You see, even though it is a social good, (defined as something that is of necessity to all in the society), the difference between healthcare and, power, roads and other utilities is: you can’t do a workaround with your health. You cannot get an alternative to blood or to oxygen for someone in need of it. You cannot delay or extend the four minutes that the human brain survives without oxygen; there are no fake spare parts, or repeatable contracts for the repair of the human body in need. A stroke does not discriminate by bank balances.

So, we must get the basics of healthcare right, with or without government support. We must do right to ensure that we survive as a community and a country. To do so, requires us to set up risk pooling systems that help to protect us by creating the capacity to pay for healthcare once you belong to the pool. That pool is our Health Insurance System.

This is a national crisis that can only be resolved by the people.

Many families have been impoverished by the cost of a major illness in the home – immediate or extended because there was no plan to manage the risk.

I know you have questions and concerns:

How do I know the Health Maintenance Organization (HMO) will pay when I need to use the plan?

  • The same way you know that when you buy something from anyone, it is what it says it is and it does what it says it will do.
  • When you pay for a service, you have the right to ask questions and demand that you get the service.

What can I do today?

  • Get involved. Buy a plan. Ask questions and improve your understanding of how it works.

I honestly don’t think I can afford to pay for health insurance

  • There is a plan for every price point. You don’t have to buy an expensive cover. But buy something.
  • Health inclusion is a financial opportunity – and there are a number of players considering financing health payments and micro-health insurance.

What can you do TODAY to make a difference and be your brother’s keeper?

Be your brother’s keeper, get a health insurance cover today for you and your family; and help someone else; your worker, dependent, relative… to pay for a plan.

Discussion3 Comments

  1. Obinnia’s narrative would have been more convincing if it was delivered by someone unconnected with a Nigerian HMO. The HMOs living up to expectation of many experts are the problem and obstacle to UHC in Nigeria. HMOs owe providers for many months and years in some cases thereby causing providers to stop treating enrollees, many of whom are already impoverished by lack of salaries for months in the first place. There is hardly any chance of having a functional enrolee friendly BHIS so long as HMOs remain as middle men gulping the riches from the pool. I need to be convinced otherwise!

    • Thank you for your comment, Joseph. You have a point. HMOs are largely unregulated and take laws unto themselves. A well-regulated health insurance sector where HMOs are accountable for their actions would ensure that service providers are paid for services rendered. Indeed, HMOs have a lot of work to do in building trust and confidence with Nigerians. However, the more Nigerians sign up, the stronger the voice that we have to shape the system.

  2. Onyiah Ikegwuonu Don.

    Financing healthcare is a major constraint in healthcare. Health insurance is a very important còmponent of healthcare financing. However, highly subsidized healthcare financing is very unlikely to sustain high quality healhcare on the longrun. This is due to the fact of profit motivation needed to promote more investment to improve the healthcare services. Lumping almost all healthcare services under a poorly funded provider financing kills incentive to improve healthcare services. Primary healthcare financing should be limited to the basic common health conditions that are prevalent while more major conditions can be financed on terms that provide incentive to the private healthcare investor. This will be beneficial to all concerned.

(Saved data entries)

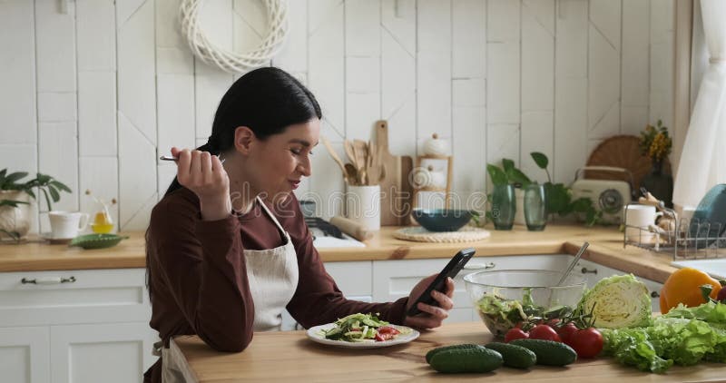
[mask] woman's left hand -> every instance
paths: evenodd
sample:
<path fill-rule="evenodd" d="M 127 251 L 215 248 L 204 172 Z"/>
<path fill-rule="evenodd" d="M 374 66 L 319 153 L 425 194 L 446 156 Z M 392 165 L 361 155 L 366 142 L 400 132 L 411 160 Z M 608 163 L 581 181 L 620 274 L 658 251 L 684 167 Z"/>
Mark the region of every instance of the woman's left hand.
<path fill-rule="evenodd" d="M 407 312 L 408 309 L 410 309 L 411 304 L 418 299 L 418 296 L 424 292 L 426 288 L 428 287 L 436 278 L 437 274 L 424 278 L 414 286 L 414 289 L 408 295 L 408 303 L 406 305 Z M 444 291 L 445 292 L 437 290 L 431 291 L 431 297 L 438 303 L 438 306 L 418 303 L 418 309 L 424 313 L 414 317 L 407 316 L 404 324 L 417 329 L 434 329 L 441 326 L 441 322 L 448 318 L 448 310 L 454 307 L 454 301 L 451 300 L 451 298 L 454 296 L 454 280 L 451 278 L 446 278 L 446 282 L 444 285 Z"/>

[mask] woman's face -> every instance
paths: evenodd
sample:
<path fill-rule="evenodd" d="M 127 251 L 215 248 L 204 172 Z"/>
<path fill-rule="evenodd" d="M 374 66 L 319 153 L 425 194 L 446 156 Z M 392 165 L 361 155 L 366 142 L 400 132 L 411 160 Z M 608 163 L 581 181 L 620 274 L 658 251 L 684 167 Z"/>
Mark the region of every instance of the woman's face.
<path fill-rule="evenodd" d="M 310 154 L 320 135 L 320 120 L 288 126 L 281 133 L 256 140 L 250 152 L 248 174 L 258 193 L 266 198 L 287 196 L 309 177 Z"/>

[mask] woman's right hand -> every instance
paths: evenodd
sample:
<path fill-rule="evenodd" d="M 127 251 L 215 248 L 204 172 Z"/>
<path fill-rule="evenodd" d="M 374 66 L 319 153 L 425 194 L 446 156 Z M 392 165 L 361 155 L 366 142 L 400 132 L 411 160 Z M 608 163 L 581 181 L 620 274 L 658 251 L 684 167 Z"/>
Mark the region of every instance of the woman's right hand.
<path fill-rule="evenodd" d="M 221 220 L 230 215 L 230 178 L 216 155 L 209 152 L 172 148 L 178 158 L 176 177 L 179 183 L 194 192 L 201 205 L 201 219 Z"/>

INSTRUCTIONS
a) Can you rewrite the paragraph of the health insurance piece that begins "So, we must get the basics" as a short list that keeps its main facts?
b) Can you duplicate everything in the health insurance piece from "Many families have" down to "how it works."?
c) How would you sum up the health insurance piece in three sentences?

YOUR WRITTEN ANSWERS
a)
- Healthcare basics must be gotten right, with or without government support.
- This is needed for survival as a community and a country.
- It requires risk pooling systems, which create the capacity to pay for healthcare once you belong to the pool.
- That pool is the Health Insurance System.

b)
Many families have been impoverished by the cost of a major illness in the home – immediate or extended because there was no plan to manage the risk.

I know you have questions and concerns:

How do I know the Health Maintenance Organization (HMO) will pay when I need to use the plan?

  • The same way you know that when you buy something from anyone, it is what it says it is and it does what it says it will do.
  • When you pay for a service, you have the right to ask questions and demand that you get the service.

What can I do today?

  • Get involved. Buy a plan. Ask questions and improve your understanding of how it works.

c) Health allows no workaround, unlike power or roads, and many families have been impoverished by the cost of a major illness, so the piece argues that people must set up risk pooling through the Health Insurance System, with or without government support. It urges readers to buy a plan at any price point, ask questions about how it works, and help a worker, dependent or relative pay for one. In the comments, one reader says HMOs owe providers for months and obstruct universal health coverage, and another warns that highly subsidized financing is unlikely to sustain high-quality healthcare in the long run.